#### [The problem]
From the first line through the line containing "Target: mottled brown pattern", transcribe the records exactly and include no other lines.

START Data for the task

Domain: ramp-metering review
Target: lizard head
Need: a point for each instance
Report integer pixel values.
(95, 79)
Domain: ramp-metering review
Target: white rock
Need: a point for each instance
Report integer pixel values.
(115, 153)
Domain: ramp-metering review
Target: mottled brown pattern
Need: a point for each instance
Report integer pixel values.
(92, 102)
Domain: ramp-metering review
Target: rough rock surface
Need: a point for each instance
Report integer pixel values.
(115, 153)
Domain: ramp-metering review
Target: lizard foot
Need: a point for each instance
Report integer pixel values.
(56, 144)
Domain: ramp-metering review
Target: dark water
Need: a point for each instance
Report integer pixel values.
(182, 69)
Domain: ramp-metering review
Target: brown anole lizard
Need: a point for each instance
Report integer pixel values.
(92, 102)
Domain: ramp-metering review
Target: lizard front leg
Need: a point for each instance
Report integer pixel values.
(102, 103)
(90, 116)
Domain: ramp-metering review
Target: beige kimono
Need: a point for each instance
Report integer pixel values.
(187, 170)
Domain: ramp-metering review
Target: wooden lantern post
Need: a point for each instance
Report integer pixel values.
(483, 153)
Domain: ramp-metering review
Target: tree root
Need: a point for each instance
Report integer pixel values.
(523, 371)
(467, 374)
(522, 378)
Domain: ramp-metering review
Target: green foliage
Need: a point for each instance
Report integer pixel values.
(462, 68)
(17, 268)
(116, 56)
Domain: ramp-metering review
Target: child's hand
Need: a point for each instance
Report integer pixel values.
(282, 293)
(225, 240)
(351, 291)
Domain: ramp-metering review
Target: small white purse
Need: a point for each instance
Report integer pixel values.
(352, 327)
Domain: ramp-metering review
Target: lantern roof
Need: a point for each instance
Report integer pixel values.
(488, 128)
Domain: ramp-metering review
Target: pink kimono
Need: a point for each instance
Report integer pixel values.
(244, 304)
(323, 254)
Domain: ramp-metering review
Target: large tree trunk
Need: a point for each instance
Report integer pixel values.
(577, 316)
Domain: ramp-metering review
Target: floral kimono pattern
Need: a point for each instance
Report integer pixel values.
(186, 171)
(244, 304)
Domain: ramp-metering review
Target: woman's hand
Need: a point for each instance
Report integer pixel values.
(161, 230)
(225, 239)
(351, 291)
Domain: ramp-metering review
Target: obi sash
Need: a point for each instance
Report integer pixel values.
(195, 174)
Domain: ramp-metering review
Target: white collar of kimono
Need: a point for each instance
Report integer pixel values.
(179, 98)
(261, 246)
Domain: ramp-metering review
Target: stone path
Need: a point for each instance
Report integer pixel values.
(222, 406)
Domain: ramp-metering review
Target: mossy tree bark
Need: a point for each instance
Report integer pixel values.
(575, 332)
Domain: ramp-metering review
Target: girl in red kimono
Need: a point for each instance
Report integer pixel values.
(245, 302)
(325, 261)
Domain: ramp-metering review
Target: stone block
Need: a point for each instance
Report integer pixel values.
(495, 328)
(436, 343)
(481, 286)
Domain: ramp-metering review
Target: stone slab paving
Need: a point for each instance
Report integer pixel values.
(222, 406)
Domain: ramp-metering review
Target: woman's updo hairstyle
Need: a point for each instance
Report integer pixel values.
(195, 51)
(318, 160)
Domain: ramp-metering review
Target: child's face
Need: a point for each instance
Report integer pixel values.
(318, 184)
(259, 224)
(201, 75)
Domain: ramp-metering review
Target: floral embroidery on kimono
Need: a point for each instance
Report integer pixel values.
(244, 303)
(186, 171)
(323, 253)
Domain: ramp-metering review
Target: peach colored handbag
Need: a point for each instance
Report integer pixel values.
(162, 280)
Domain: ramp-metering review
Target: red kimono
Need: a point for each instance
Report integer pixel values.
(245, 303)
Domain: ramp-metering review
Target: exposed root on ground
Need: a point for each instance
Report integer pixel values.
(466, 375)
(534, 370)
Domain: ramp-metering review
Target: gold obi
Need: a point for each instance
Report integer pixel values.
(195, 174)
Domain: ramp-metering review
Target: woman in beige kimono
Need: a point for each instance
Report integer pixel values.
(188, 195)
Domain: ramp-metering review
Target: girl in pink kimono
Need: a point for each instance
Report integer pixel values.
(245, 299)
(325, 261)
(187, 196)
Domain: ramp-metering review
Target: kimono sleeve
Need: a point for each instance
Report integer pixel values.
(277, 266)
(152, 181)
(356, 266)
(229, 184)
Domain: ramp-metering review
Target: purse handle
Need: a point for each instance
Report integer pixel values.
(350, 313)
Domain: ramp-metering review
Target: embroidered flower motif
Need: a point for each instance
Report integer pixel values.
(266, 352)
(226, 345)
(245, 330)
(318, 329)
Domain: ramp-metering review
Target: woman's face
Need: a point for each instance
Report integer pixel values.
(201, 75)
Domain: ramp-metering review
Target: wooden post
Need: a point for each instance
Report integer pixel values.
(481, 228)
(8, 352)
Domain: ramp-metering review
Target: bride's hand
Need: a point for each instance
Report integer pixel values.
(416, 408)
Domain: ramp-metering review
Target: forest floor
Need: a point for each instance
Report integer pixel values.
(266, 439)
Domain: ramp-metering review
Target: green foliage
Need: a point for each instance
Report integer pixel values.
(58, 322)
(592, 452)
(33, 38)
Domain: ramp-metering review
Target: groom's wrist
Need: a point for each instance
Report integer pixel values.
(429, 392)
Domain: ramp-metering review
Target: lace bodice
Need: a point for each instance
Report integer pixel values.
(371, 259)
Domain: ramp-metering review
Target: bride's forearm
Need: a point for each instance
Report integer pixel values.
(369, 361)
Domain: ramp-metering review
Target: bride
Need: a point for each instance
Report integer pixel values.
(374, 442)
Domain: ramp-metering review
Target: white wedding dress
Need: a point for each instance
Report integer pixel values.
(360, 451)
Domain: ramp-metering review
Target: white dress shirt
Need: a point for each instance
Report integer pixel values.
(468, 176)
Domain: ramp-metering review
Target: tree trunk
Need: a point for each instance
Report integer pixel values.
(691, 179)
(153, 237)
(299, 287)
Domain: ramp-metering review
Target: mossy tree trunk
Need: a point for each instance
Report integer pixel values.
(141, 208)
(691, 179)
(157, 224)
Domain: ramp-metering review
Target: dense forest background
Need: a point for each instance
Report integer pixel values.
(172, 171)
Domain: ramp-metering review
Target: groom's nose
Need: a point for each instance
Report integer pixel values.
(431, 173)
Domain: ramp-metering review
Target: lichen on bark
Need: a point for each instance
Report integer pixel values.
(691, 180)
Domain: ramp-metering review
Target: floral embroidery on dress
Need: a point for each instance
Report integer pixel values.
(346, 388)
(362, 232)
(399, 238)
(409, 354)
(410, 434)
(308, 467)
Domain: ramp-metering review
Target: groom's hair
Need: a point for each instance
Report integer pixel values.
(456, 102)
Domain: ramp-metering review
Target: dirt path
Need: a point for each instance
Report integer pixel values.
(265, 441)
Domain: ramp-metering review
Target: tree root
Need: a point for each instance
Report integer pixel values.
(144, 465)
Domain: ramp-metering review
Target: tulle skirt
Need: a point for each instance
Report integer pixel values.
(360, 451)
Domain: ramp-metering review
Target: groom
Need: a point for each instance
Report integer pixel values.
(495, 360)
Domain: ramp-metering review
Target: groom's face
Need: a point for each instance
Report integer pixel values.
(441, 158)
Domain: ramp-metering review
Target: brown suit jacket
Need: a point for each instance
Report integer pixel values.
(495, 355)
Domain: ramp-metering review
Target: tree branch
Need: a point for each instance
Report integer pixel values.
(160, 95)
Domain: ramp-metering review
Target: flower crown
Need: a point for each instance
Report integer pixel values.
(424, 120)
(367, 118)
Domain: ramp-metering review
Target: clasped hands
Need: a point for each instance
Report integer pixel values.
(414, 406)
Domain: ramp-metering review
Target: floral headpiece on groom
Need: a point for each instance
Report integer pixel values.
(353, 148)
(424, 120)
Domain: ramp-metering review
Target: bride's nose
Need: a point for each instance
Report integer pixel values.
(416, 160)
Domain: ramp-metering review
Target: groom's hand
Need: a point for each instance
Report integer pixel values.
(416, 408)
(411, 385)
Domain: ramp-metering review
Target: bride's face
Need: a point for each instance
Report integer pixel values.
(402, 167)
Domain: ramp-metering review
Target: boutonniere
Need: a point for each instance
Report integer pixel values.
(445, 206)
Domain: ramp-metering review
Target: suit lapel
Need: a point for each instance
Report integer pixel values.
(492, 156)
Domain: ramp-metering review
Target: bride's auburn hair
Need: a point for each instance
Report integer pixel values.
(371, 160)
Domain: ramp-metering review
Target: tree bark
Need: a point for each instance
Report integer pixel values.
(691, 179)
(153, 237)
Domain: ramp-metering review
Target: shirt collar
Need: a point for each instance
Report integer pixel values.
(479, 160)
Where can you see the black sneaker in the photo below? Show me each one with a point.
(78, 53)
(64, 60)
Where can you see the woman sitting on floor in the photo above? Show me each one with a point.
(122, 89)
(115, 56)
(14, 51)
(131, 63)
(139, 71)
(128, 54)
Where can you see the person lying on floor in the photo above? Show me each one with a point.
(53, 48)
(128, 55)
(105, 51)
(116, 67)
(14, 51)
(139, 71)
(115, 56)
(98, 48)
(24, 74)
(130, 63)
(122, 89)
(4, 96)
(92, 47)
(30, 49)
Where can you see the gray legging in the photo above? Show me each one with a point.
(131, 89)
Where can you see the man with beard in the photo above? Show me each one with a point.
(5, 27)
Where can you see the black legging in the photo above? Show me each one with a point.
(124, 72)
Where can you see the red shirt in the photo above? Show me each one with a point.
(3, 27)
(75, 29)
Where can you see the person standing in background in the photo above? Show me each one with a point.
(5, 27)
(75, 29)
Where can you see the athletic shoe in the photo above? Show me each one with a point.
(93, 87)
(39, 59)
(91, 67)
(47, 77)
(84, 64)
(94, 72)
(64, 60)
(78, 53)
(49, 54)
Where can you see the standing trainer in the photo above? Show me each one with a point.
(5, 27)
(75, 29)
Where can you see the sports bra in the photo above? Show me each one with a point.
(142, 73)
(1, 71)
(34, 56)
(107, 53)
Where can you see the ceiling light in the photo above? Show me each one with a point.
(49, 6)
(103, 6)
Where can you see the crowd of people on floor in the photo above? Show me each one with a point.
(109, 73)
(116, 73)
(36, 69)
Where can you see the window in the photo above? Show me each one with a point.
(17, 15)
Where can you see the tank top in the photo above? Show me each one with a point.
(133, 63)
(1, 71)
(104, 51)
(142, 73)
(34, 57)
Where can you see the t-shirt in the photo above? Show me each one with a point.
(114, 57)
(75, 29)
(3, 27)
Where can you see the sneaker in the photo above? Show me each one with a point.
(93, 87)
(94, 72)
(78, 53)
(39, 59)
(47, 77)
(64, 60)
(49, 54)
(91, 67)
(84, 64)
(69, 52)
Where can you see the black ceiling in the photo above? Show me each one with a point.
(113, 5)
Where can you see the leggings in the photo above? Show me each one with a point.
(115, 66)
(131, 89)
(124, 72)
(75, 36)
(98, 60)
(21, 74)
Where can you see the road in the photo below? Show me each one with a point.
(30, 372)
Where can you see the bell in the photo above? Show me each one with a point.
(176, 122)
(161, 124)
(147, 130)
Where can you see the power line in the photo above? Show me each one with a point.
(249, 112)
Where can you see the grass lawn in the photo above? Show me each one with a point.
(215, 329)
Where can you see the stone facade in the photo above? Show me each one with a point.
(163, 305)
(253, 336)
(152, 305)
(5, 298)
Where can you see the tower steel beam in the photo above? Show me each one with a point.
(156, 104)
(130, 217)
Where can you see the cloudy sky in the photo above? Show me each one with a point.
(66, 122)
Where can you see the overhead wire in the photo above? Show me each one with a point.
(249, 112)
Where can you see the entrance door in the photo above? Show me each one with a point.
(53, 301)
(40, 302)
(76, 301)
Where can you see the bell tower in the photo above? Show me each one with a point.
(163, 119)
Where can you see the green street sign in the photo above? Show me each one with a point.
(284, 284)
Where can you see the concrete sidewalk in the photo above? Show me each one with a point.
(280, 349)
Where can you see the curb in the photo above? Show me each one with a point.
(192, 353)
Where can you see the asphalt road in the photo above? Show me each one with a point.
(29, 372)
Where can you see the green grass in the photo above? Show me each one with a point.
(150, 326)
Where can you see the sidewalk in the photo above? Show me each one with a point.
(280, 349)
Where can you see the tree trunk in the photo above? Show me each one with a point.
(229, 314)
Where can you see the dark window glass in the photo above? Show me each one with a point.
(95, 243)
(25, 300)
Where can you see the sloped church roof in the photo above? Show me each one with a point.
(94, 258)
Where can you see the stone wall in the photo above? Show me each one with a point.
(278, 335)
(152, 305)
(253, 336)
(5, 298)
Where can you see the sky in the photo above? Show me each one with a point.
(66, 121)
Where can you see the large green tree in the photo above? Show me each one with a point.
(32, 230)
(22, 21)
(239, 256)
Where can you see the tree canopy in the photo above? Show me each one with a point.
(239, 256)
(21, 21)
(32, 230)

END Data for the task

#### [Written response]
Domain: ramp-metering review
Target: lizard head
Need: a point for each instance
Report integer pixel values.
(95, 79)
Domain: ramp-metering review
Target: white rock
Need: a point for each instance
Report integer pixel values.
(115, 153)
Domain: ramp-metering review
Target: mottled brown pattern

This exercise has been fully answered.